## TEXT PROVIDED
····················

US Secretary of State Antony Blinken has begun a week-long tour of Latin America, with the top United States diplomat making a first stop in Colombia to meet the country’s newly sworn-in, left-wing president.
During his trip to Colombia, Chile and Peru this week, Blinken also will attend a ministerial summit and hold talks on regional challenges including migration, drug trafficking, post-pandemic recovery, climate change and the crisis in Venezuela.
“Heading to Colombia to build on our vital, strong partnership,” the US secretary of state wrote on Twitter on Monday.
“The vibrant ties between our people touch on virtually every aspect of our lives—our economies, security, respect for human and labor rights, and efforts to build a more democratic and equitable hemisphere.”
Reporting from the Colombian capital Bogota, Al Jazeera’s Alessandro Rampietti said “it is telling” that Blinken’s first stop will be in Colombia, which elected its first left-wing President Gustavo Petro earlier this year.
“The US wants to maintain a good relationship with this country. Remember that Colombia and the US have had a strategic partnership on a number of issues – obviously, the most important one being security and the ‘war on drugs‘ – for decades now,” Rampietti said, adding that the relationship remains positive.
But the Colombian leader has clearly stated that “the ‘war on drugs’ has been a failure that has had major, dramatic consequences for Latin America” and he is hoping that Washington will redistribute some of the funds used in that fight towards local development, Rampietti added.

····················

## QUESTIONS
A - According to the article on Blinken's Latin America tour, which three countries is Blinken visiting this week?
B - Please print the part of the article on Blinken's Latin America tour starting at "Reporting from the" and ending at "relationship remains positive.", with no changes.

Collection entries:
····················

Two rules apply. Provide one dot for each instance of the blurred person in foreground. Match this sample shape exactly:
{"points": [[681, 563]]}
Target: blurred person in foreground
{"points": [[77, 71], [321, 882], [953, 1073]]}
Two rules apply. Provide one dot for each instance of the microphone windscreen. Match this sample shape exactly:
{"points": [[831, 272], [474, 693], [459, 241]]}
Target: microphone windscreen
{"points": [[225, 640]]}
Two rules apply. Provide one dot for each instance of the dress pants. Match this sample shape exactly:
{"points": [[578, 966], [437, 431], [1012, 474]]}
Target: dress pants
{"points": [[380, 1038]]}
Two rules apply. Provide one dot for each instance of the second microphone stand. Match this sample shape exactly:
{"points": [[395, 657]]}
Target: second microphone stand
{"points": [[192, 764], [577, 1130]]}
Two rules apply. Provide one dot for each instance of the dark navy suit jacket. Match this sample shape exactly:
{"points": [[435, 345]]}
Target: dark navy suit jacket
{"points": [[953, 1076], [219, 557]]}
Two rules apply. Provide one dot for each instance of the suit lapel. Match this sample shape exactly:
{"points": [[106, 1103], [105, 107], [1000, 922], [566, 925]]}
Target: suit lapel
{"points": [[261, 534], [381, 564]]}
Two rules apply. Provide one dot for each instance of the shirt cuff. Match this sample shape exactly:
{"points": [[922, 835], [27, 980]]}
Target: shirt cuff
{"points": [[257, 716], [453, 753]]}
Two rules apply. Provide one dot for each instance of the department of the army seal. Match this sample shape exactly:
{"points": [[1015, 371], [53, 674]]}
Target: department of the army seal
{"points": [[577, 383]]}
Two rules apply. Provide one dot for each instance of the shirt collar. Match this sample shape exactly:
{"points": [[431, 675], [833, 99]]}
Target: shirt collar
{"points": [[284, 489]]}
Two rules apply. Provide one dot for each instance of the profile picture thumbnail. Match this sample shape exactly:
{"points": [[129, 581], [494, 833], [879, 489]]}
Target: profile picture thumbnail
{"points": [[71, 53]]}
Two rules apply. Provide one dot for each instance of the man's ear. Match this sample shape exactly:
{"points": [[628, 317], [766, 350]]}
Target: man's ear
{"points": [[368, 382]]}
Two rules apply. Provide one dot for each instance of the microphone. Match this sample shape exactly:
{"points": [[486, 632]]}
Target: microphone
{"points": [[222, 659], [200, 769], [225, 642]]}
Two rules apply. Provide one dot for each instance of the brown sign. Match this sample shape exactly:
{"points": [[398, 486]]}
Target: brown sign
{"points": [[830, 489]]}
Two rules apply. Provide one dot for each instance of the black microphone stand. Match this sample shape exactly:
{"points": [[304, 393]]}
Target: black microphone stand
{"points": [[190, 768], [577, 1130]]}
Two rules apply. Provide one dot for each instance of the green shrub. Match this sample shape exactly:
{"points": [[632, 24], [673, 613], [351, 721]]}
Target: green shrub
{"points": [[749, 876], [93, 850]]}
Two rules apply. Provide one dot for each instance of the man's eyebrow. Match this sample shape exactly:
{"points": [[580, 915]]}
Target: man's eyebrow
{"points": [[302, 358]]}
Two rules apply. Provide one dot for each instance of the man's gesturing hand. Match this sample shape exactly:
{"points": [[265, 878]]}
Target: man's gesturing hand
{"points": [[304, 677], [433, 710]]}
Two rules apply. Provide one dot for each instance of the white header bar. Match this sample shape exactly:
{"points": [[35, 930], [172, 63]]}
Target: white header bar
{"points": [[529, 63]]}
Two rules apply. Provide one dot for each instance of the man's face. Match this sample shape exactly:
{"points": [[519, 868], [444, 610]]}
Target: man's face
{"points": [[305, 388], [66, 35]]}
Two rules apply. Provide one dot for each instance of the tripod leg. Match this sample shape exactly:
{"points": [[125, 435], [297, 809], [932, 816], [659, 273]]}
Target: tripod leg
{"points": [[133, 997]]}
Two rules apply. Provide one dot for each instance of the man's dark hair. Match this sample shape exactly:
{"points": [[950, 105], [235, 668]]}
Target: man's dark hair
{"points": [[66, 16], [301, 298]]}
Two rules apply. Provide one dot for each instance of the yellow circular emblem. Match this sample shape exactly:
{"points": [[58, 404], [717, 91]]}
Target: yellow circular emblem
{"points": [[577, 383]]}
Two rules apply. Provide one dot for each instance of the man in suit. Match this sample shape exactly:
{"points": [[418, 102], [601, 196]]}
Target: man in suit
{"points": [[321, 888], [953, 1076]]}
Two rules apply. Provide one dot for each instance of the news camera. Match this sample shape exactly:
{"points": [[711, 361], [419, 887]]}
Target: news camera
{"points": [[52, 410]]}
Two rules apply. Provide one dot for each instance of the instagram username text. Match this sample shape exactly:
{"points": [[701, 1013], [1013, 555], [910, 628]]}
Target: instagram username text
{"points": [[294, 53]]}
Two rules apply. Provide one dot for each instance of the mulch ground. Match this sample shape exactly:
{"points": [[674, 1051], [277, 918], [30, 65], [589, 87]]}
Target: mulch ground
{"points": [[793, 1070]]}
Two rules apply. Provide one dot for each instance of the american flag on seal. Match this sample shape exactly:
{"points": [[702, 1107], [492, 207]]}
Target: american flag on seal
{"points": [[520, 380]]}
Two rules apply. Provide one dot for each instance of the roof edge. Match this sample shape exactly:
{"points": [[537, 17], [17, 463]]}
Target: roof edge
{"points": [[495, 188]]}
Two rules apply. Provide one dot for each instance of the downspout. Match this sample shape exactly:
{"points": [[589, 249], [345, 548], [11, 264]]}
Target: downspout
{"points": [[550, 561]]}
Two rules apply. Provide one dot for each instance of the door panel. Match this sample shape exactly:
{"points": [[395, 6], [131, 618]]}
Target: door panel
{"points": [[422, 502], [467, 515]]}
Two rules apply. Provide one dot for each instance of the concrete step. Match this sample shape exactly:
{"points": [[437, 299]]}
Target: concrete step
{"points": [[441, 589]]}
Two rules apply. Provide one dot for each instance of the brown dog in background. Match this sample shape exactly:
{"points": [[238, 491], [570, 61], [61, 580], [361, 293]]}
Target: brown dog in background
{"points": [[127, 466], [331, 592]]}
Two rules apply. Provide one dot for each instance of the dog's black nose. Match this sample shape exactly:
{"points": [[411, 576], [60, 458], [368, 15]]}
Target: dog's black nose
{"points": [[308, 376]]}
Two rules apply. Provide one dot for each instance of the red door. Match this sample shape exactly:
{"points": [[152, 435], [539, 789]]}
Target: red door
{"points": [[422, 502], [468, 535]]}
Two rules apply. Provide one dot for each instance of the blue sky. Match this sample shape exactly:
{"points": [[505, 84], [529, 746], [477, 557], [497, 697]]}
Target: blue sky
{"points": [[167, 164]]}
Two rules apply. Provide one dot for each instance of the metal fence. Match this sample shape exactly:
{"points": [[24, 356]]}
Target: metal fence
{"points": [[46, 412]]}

····················

## REPLIES
A - Colombia, Chile and Peru.

B -
Reporting from the Colombian capital Bogota, Al Jazeera’s Alessandro Rampietti said “it is telling” that Blinken’s first stop will be in Colombia, which elected its first left-wing President Gustavo Petro earlier this year.
“The US wants to maintain a good relationship with this country. Remember that Colombia and the US have had a strategic partnership on a number of issues – obviously, the most important one being security and the ‘war on drugs‘ – for decades now,” Rampietti said, adding that the relationship remains positive.